EXERCISE GOAL - In the taskbar discussion, which command makes the system pick up a desktop file created in the ~/.local/share/applications folder?

PASSAGE -
Make it easier to add an app to the taskbar / applications list

For instance, adding an option in the right click menu to do just that, or being allowed to drag and drop the file to the taskbar. This would be particularly helpful with AppImages but also with any executable and / or script in general.

Just my opinion as a user, but this seems to only make it more complicated for very little benefit.

As of now, the app entries GNOME uses are defined by a universally accepted standard with the desktop files.
If you would want to allow for AppImages to be “added with drag-and-drop”, you would need to add additional, separate code to read an AppImage, pull icons, name and run information from it, and then store it somewhere. You would also need to check regularly if the AppImage still exists, to prevent a dead link. With the desktop files, they are either provided by a package manager, where this can be managed by the system, or it can be expected that the user knows what they is doing when they are doing it manually.
That is a quite a bit of code which needs not only to be written, but also maintained.

And that is basically for only AppImages. You mention “scripts and other executables”, but those could only be a link with an generic icon…

To be frank, ideally software should be installed by following tested, standardized methods, which under Linux are packages, either “native” (like deb or rpm), or Flatpak. With any other method, you are the one responsible to ensure they work, and it shouldn’t be expected to be done by the system.

So, if you want to use AppImages, it is on you to integrate them into the system. You can create a desktop file in the ~/.local/share/applications folder, which is then picked up by the system after updating by running the update-desktop-database command.
Alternatively, you can use tools which can handle AppImage integration:

Can’t you just do whatever it is that is being currently done to show the icon in the desktop itself?

No you don’t. Windows doesn’t do that and there is nothing wrong with that. Just show an error saying that the file could not be found if its location changes and a suggestion to remove the icon from the taskbar.

That’s literally what windows does and there is nothing wrong with having a generic icon for that.

What do you mean “in the desktop itself”? Perhaps you have an extension like Desktop Icons NG installed? GNOME doesn’t have desktop icons natively

Anyway, if you do have DING installed, then you’re looking at a view of files. The dash (which I think is what you’re referring to by “taskbar”) is a list of apps. They’re showing very different things, so no you can’t just do the same thing in both cases.

Data entries:
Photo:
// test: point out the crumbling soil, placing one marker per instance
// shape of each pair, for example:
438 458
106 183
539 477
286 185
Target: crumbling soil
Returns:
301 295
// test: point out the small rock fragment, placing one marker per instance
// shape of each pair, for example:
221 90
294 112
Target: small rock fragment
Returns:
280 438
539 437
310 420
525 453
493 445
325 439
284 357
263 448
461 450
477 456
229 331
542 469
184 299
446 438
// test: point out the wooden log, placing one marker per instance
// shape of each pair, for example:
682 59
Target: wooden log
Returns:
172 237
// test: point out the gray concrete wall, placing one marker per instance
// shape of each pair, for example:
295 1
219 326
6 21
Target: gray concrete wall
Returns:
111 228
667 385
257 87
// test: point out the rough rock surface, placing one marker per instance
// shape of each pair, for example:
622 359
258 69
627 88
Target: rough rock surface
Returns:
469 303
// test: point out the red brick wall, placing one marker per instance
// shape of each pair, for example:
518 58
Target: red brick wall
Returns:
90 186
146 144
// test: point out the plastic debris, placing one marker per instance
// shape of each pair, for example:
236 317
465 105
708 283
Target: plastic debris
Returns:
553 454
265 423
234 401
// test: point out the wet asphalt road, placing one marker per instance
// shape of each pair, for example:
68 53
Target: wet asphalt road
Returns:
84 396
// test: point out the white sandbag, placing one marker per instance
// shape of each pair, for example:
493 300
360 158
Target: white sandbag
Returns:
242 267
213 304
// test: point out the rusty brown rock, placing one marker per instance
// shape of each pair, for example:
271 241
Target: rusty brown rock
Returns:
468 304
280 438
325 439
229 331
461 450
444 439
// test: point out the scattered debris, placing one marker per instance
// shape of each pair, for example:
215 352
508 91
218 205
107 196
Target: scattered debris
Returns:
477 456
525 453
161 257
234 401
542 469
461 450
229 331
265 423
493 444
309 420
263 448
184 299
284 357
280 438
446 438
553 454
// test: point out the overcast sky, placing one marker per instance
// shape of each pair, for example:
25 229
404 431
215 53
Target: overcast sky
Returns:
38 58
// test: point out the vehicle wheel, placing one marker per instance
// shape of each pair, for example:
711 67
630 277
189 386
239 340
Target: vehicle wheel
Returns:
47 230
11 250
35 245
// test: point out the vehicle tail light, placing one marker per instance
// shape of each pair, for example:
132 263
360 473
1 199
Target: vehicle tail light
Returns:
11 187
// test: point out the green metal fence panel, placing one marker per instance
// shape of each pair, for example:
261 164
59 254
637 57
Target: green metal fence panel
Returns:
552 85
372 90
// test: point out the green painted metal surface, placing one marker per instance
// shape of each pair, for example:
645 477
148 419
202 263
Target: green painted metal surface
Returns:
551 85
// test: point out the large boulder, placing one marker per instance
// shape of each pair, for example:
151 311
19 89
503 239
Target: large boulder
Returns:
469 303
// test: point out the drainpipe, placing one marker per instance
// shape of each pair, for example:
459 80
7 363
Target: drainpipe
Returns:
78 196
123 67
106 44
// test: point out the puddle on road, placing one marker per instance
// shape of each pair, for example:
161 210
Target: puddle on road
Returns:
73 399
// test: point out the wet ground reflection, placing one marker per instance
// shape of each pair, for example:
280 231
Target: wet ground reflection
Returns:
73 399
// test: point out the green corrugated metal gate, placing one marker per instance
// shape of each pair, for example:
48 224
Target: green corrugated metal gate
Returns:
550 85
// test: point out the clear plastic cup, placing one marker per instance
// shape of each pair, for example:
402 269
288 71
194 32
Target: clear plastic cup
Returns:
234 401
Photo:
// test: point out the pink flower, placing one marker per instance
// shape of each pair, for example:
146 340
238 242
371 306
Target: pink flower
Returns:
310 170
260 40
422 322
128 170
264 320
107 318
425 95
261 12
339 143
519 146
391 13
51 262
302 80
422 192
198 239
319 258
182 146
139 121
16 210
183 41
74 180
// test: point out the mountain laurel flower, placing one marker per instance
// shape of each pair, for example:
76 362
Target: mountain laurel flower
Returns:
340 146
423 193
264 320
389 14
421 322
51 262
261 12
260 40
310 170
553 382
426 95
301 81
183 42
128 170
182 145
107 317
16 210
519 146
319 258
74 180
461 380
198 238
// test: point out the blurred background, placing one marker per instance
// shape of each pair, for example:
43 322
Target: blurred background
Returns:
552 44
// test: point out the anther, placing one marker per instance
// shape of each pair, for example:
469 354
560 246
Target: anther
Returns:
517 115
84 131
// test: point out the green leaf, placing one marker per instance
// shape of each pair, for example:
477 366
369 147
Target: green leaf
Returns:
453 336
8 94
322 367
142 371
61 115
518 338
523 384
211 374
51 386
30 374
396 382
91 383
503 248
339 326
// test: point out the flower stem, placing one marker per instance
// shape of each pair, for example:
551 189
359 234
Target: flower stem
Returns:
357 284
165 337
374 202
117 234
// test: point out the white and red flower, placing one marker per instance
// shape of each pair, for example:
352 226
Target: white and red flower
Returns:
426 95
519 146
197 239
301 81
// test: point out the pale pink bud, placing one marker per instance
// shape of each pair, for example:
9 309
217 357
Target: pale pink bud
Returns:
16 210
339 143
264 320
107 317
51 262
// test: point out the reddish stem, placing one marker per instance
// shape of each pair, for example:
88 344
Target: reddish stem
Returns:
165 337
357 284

REPLY - The update-desktop-database command.